(Point annotation records)
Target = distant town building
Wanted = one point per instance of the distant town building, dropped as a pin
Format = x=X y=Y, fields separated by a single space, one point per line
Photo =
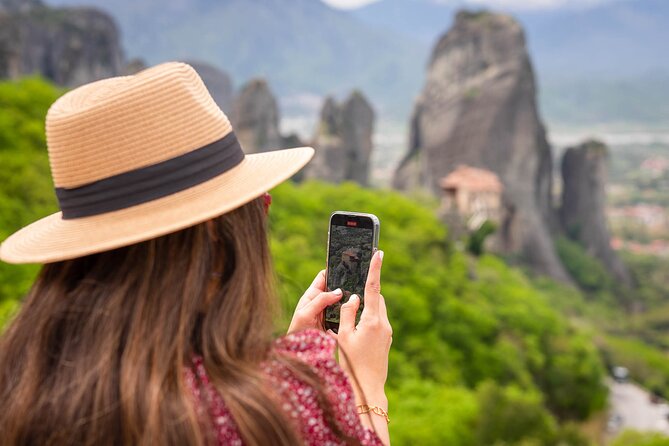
x=656 y=166
x=472 y=194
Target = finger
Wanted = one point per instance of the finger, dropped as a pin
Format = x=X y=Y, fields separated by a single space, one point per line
x=373 y=284
x=383 y=312
x=317 y=286
x=322 y=300
x=383 y=316
x=347 y=314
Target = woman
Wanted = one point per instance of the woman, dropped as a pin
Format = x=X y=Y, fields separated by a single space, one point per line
x=151 y=321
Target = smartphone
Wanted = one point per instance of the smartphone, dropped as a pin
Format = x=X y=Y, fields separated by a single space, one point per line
x=353 y=238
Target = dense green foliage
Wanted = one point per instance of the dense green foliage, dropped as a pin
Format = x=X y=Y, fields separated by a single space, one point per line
x=467 y=329
x=480 y=355
x=633 y=438
x=26 y=191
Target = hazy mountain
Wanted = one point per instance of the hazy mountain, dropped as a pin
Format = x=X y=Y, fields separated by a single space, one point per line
x=593 y=65
x=612 y=40
x=603 y=64
x=299 y=45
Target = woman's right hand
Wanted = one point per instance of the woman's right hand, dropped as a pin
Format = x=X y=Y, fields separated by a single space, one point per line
x=366 y=346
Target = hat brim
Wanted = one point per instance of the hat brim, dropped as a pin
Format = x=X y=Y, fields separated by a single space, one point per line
x=52 y=239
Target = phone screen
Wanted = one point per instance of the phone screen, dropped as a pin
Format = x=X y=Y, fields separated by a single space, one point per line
x=349 y=254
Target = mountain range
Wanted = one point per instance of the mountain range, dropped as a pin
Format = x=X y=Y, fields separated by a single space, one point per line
x=307 y=47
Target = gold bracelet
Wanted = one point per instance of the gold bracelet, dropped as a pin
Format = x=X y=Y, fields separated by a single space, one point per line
x=364 y=408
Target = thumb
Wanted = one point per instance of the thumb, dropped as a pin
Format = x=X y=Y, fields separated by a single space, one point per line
x=347 y=314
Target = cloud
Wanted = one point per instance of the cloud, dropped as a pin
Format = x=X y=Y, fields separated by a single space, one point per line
x=496 y=4
x=535 y=4
x=348 y=4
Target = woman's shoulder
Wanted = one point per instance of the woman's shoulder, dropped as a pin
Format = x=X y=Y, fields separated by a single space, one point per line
x=317 y=349
x=311 y=346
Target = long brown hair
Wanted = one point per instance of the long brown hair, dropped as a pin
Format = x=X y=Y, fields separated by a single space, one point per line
x=97 y=352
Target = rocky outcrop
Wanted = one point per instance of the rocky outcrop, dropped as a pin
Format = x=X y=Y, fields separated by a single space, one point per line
x=70 y=46
x=218 y=83
x=478 y=108
x=343 y=141
x=582 y=214
x=256 y=117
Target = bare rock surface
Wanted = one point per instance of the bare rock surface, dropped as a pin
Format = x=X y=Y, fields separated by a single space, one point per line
x=343 y=140
x=256 y=117
x=69 y=46
x=478 y=107
x=218 y=83
x=583 y=213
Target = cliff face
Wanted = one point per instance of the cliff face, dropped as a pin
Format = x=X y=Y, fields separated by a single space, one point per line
x=582 y=214
x=343 y=141
x=218 y=83
x=478 y=108
x=256 y=117
x=70 y=46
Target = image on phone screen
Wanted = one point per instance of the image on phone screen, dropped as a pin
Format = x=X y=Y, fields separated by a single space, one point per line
x=349 y=254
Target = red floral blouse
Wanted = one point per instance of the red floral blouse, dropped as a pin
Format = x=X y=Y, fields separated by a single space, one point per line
x=300 y=402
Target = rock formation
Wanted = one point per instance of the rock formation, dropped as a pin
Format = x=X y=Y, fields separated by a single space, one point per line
x=218 y=83
x=256 y=117
x=478 y=108
x=582 y=214
x=70 y=46
x=343 y=141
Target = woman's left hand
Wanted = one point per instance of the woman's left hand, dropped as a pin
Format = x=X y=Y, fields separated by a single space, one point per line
x=309 y=311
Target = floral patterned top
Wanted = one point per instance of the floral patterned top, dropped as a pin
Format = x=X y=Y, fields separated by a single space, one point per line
x=300 y=402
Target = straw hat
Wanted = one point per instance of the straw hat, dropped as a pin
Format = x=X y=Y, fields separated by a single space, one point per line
x=137 y=157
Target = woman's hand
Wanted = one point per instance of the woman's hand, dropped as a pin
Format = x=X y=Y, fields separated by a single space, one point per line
x=364 y=349
x=309 y=311
x=366 y=346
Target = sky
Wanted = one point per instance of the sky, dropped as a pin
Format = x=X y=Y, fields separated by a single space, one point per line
x=500 y=4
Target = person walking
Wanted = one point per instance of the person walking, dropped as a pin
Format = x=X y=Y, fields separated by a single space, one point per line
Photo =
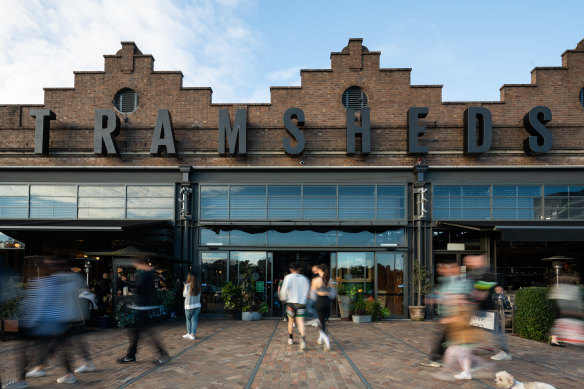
x=295 y=291
x=321 y=287
x=192 y=295
x=144 y=302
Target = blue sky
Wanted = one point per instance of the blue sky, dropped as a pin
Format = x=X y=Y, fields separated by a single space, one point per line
x=240 y=48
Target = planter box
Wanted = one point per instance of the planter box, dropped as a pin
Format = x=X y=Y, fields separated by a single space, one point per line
x=344 y=306
x=361 y=318
x=251 y=316
x=417 y=312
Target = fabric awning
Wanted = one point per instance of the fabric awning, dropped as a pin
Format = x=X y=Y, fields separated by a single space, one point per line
x=77 y=225
x=527 y=231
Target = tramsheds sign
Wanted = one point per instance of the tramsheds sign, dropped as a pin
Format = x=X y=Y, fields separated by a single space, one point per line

(Your goal) Output the line that contains "Target = person walking" and every subsequent line through the end of the entries, exactly as given, without pictures.

(Answer for this exercise)
Target = person walking
Wanted = one point per instance of the person walking, dropped as a pin
Format = x=X y=Y, fields separated by a single space, one point per line
Photo =
x=295 y=291
x=321 y=287
x=192 y=295
x=144 y=302
Target = blue sky
Wanted = one point per instance of the blue sky, dropped as a pin
Format = x=X y=Y, fields separated by a single space, one point per line
x=240 y=48
Target = planter box
Wanted = one point per instance of the planter box, dropped as a pin
Format = x=X y=Y, fields separated by a single space, one point per line
x=344 y=306
x=361 y=318
x=251 y=316
x=417 y=312
Target = fabric awning
Wanted = one point per instance of the fabric awning, dropped as a pin
Format = x=X y=Y, fields separated by a single space, one point per line
x=77 y=225
x=527 y=231
Target = tramsheds sign
Wanted = one point per instance of the tramsheds sign, dropped as a pin
Format = x=X y=Y, fields separated by a single space, one point per line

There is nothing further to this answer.